Identify each line of the records that contains the string "blue", and copy those lines.

>> BEGIN PROVIDED DATA

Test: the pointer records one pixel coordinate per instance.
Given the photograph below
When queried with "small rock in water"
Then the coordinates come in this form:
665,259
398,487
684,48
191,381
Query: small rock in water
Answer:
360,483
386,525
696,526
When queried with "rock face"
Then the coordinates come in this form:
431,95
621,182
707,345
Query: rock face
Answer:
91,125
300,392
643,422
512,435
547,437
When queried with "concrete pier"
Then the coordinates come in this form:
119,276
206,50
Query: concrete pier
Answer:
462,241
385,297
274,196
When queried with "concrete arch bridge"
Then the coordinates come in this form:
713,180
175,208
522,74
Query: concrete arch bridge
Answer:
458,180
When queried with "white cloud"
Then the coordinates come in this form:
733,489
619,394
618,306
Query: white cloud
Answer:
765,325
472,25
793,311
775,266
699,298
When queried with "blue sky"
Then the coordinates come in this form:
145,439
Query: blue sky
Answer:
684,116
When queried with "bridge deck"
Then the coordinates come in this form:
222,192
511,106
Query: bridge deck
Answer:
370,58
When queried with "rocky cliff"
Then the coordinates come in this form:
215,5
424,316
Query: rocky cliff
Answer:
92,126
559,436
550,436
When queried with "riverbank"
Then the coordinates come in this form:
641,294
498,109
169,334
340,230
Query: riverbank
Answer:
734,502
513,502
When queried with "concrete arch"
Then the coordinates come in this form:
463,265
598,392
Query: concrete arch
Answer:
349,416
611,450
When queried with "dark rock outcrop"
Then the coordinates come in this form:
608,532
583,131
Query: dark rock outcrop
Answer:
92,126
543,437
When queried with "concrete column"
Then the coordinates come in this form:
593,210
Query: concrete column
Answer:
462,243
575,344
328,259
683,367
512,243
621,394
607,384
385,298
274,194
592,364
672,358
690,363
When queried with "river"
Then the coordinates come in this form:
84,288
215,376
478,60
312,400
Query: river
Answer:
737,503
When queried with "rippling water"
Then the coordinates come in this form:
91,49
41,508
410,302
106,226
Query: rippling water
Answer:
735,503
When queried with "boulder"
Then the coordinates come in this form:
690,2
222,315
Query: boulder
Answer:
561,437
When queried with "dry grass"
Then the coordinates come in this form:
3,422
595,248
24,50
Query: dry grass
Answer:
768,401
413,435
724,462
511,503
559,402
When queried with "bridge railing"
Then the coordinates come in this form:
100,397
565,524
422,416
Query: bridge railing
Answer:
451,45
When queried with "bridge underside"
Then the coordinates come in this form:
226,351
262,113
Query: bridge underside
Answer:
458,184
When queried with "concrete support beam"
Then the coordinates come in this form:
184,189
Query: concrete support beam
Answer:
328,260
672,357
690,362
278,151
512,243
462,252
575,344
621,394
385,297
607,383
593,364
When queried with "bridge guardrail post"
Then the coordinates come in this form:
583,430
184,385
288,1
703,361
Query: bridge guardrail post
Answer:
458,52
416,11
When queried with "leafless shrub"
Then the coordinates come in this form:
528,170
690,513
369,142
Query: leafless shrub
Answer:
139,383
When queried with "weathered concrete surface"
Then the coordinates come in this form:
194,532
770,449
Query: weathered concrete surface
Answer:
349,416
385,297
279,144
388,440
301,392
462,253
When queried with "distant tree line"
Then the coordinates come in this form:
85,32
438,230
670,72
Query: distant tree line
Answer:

>> END PROVIDED DATA

- [TASK ANSWER]:
When queried with "blue sky"
Query: blue sky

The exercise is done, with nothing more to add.